## [TEXT FOR ANALYSIS]
###
Click on image to view larger version.
Figure 6 Proposed Scheme of the Mechanisms Underlying Sirolimus-Induced Vascular Dysfunction
Sirolimus (Sir) forms a complex with its receptor FK506-binding protein 12 (FKBP12), leading to cell cycle arrest by inhibition of mammalian target of sirolimus (mTOR) (10–12). Removal of FKBP12 from ryanodine receptors (RyRs) induces efflux of calcium (Ca2+) from the sarcoplasmic reticulum (SR), leading to protein kinase C (PKC)–mediated eNOS-Thr495 phosphorylation and consecutive reduction in NO production (14). Increased PKC activity can also induce NADPH oxidase mediated superoxide (O2 –) production, in part by induction of rac1 membrane association (reviewed by Cai et al. [32]). Intracellular O2 – reacts with and stimulates ATP-sensitive K+ channels (mitoKATP) in the inner mitochondrial membrane, leading to opening of the mitochondrial permeability transition pore (mPTP) and consecutive efflux of large amounts of O2 – into the cytoplasm. This concept of ROS-triggered ROS formation has first been described in ischemic and angiotensin II-induced pre-conditioning [as reviewed by Brandes (38)]. The main source of mitochondrial ROS is the respiratory chain, indicated by complexes I to IV. Inhibition of KAPT channel opening as well as mPTP opening significantly decreased sirolimus-induced ROS formation. Sirolimus-induced ROS can further decrease NO bioavailability, leading to vascular dysfunction. ACh-R = acetylcholine receptor; ATP = adenosine triphosphate; c-Src = cellular homologue of the transforming gene of Rous sarcoma virus; EGFR = epidermal growth factor receptor; eNOS = endothelial nitric oxide synthase; GDP = guanosine diphosphate; GTP = guanosine triphosphate; NADPH = nicotinamide adenosine dinucleotide phosphate; NO = nitric oxide; p = phosphate-residue; Pi3K = phosphatidylinositol 3-kinase; Ptd(3,4,5)P3 = phosphatidylinositol (3,4,5)-trisphosphate; ROS = reactive oxygen species.
###
## [DATA SHOWN]
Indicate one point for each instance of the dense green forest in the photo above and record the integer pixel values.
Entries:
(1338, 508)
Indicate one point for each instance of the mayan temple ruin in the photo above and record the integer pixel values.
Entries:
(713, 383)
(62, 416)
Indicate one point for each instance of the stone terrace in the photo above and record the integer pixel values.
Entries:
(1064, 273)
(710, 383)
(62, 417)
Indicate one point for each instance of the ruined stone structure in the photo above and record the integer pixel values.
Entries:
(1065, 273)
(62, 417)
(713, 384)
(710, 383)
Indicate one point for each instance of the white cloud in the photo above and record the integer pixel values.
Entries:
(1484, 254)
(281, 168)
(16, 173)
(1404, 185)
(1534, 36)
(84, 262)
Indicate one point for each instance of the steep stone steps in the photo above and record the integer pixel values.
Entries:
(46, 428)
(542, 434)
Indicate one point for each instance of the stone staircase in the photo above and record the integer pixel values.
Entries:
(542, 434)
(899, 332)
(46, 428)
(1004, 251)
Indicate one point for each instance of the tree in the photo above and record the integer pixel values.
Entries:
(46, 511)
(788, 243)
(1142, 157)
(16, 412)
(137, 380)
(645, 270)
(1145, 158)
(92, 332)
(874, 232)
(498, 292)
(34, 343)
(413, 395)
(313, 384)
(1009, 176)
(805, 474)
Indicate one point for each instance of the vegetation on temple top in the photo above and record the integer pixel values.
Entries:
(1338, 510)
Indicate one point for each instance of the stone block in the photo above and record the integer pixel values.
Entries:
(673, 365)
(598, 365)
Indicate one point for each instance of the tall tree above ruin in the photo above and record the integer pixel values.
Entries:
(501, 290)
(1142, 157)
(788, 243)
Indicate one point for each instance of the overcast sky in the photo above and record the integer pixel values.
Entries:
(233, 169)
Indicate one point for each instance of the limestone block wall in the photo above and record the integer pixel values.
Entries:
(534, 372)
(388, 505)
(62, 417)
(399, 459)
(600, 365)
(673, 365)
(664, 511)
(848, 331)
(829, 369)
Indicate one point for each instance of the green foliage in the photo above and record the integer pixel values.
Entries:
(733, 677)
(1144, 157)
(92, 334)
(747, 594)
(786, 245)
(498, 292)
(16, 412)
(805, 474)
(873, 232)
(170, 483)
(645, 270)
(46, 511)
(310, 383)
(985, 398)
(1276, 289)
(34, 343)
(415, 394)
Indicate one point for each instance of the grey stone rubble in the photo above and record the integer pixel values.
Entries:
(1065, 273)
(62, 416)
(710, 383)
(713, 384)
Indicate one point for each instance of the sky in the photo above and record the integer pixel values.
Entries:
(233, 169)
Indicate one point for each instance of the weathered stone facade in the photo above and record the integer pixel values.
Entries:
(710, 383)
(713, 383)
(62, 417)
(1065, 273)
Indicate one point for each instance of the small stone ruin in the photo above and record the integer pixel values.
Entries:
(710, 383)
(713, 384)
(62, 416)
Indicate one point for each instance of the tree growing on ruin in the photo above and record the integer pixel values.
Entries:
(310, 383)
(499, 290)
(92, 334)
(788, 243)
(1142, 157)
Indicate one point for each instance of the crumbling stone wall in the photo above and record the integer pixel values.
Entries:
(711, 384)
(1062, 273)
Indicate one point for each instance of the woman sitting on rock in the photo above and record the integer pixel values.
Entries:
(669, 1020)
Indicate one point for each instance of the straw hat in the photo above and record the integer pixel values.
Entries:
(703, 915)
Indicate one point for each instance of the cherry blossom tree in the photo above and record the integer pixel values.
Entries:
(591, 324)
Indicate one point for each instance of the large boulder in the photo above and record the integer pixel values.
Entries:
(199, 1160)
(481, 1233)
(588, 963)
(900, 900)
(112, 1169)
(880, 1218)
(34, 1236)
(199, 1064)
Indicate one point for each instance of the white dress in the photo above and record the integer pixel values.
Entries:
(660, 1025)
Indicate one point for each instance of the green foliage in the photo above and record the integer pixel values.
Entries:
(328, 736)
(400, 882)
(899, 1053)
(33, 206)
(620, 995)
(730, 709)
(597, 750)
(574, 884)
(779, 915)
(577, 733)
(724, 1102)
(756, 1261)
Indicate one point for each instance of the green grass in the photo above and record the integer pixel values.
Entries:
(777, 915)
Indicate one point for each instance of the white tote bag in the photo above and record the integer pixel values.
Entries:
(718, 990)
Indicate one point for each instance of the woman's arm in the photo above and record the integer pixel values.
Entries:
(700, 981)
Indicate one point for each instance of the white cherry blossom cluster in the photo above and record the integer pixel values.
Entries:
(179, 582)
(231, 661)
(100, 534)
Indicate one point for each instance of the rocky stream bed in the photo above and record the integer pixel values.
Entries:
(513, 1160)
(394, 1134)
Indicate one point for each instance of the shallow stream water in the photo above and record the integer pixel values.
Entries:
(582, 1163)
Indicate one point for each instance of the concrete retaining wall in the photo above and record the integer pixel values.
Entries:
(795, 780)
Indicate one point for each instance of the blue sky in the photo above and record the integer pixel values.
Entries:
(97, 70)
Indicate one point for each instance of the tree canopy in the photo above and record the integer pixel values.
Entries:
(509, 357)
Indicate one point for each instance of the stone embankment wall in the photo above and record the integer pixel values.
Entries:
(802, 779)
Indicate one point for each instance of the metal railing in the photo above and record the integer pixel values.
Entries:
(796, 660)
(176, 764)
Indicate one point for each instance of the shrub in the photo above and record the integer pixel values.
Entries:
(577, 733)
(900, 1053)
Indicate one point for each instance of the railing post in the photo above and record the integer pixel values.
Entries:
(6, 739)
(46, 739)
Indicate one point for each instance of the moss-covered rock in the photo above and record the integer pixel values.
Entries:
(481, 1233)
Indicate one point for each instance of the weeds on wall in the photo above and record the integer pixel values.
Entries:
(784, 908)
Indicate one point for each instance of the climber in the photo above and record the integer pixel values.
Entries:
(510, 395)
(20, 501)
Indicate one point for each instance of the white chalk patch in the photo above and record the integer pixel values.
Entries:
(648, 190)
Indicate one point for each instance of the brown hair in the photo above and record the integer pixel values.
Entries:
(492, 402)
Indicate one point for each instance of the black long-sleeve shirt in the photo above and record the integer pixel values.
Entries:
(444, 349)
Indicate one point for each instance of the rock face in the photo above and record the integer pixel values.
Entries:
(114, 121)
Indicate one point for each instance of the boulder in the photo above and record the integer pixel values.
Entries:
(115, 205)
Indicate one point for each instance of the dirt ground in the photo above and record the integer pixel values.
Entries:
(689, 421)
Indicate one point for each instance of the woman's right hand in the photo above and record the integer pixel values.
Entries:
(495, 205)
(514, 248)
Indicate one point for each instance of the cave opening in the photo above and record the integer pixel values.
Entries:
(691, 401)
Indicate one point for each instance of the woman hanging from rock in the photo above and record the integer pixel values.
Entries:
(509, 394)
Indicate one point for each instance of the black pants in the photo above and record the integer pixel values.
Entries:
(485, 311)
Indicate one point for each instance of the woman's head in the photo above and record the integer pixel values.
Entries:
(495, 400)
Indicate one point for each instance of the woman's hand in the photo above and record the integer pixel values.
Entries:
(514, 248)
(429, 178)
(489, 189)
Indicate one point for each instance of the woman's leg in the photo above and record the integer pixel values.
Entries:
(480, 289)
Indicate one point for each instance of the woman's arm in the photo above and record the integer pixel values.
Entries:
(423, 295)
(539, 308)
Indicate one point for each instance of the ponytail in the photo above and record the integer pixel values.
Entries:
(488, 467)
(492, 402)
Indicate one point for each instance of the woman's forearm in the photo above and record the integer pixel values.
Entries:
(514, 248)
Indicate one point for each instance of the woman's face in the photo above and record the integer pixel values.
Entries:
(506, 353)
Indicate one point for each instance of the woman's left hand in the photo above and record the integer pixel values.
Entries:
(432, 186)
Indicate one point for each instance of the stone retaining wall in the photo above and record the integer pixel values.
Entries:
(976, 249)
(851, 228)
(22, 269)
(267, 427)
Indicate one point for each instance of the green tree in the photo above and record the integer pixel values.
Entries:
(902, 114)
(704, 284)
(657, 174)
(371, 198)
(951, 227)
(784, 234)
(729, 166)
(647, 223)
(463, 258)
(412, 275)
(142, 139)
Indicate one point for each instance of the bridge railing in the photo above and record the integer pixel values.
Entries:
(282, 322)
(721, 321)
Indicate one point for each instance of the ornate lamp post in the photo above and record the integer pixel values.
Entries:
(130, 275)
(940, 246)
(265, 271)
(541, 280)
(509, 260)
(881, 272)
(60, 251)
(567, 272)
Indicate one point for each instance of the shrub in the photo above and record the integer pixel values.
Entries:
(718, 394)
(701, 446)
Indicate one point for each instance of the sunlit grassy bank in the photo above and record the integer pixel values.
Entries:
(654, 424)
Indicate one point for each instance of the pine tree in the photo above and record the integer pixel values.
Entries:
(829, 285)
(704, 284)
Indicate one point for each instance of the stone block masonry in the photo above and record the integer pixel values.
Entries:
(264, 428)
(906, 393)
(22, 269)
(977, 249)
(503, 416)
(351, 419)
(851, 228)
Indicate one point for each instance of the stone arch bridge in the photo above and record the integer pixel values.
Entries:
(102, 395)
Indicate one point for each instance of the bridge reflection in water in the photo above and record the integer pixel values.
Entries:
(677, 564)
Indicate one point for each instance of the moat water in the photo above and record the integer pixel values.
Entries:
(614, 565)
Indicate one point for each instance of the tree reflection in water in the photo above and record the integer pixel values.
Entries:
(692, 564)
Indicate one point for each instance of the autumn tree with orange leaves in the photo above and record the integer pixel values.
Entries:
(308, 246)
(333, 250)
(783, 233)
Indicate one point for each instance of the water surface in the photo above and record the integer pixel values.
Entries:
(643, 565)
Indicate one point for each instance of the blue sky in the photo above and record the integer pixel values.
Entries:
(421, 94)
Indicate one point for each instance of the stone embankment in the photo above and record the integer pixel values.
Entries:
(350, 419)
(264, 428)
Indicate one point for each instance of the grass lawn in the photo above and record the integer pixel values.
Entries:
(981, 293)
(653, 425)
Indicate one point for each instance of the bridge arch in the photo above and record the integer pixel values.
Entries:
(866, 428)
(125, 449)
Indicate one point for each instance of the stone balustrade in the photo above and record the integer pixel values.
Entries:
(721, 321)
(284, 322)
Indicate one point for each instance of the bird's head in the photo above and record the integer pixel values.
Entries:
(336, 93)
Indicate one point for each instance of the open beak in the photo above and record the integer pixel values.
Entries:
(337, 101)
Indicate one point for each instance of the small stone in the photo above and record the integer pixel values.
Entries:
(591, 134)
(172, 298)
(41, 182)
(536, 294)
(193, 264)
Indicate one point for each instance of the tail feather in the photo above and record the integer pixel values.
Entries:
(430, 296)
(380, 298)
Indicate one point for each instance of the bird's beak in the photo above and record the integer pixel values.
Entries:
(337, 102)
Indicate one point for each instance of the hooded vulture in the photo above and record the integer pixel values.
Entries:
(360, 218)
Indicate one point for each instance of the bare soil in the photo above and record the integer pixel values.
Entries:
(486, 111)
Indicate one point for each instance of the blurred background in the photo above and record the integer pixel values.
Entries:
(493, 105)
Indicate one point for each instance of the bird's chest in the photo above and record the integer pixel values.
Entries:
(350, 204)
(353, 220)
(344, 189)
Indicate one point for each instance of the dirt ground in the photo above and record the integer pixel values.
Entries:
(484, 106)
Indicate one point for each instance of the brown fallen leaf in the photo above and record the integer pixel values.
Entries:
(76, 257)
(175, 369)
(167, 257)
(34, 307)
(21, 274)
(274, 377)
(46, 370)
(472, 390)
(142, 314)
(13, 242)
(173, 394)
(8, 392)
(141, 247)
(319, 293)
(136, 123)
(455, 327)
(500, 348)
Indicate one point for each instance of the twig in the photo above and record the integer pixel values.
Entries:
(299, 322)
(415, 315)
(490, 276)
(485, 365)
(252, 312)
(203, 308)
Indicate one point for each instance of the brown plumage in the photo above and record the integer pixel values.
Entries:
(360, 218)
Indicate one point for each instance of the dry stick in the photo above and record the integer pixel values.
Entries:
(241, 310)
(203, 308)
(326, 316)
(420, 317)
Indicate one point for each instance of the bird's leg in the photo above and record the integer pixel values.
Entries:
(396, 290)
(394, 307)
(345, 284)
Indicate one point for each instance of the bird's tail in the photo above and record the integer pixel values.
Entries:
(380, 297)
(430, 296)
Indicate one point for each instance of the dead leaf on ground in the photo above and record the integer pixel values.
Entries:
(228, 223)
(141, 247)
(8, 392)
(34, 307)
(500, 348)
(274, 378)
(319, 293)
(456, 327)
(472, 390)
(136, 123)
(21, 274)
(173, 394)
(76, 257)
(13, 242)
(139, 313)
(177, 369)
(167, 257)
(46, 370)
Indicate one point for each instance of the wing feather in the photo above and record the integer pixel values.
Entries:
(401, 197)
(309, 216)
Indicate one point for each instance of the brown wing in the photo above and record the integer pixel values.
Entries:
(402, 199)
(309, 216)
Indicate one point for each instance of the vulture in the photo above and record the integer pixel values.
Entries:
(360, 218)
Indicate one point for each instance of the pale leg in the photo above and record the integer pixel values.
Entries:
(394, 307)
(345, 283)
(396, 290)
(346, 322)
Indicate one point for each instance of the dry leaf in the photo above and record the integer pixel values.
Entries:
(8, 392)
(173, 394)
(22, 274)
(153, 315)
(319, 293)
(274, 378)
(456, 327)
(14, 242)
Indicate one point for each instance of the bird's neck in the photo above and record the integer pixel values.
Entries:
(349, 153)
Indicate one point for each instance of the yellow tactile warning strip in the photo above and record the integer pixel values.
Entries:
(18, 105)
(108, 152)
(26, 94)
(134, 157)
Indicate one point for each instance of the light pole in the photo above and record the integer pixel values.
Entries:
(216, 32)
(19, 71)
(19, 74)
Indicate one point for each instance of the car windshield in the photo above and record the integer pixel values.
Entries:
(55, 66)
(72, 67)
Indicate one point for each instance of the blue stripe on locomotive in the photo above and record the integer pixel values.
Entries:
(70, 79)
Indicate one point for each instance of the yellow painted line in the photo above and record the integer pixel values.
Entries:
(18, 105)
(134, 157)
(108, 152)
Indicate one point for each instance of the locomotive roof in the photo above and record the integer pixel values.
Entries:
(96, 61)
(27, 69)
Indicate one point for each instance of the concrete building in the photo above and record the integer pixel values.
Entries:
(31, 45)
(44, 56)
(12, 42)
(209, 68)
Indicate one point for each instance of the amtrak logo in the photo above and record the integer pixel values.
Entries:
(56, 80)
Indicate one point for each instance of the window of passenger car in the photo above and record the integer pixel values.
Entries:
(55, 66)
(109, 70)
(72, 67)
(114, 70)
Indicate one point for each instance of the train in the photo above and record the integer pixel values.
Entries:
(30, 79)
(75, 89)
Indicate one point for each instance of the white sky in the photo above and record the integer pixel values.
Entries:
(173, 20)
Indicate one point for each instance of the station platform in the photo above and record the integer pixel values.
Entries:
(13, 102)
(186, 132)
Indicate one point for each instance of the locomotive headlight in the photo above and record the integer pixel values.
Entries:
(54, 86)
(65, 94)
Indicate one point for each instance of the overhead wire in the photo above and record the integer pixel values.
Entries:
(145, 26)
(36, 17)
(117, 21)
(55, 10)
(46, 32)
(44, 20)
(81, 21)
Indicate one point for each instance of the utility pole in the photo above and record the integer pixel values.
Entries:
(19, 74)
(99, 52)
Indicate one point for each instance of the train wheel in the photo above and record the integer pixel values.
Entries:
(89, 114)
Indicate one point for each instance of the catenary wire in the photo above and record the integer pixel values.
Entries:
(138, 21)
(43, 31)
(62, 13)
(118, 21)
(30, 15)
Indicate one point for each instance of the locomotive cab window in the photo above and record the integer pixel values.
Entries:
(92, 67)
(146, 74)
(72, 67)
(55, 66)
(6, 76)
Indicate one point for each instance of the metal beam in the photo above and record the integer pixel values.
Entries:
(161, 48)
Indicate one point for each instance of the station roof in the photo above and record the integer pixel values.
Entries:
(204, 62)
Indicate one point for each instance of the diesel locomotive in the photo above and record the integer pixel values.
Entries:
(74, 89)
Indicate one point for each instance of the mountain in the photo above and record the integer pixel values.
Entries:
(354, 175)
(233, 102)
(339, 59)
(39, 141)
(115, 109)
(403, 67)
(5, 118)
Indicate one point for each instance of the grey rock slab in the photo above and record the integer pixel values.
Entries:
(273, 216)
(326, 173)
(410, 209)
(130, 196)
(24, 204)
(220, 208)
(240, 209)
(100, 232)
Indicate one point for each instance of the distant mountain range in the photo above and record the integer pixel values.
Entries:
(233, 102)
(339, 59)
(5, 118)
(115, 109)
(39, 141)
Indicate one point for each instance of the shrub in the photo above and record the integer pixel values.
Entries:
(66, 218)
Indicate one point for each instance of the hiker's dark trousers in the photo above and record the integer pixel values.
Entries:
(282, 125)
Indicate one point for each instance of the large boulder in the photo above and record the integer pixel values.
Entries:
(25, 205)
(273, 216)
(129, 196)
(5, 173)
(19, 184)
###
## [HOW TO COMPLETE THIS TASK]
According to the figure caption on sirolimus-induced vascular dysfunction, what is the main source of mitochondrial ROS? The records are not used for anything here.

## [ANSWER FOR THIS EXERCISE]
The respiratory chain, indicated by complexes I to IV.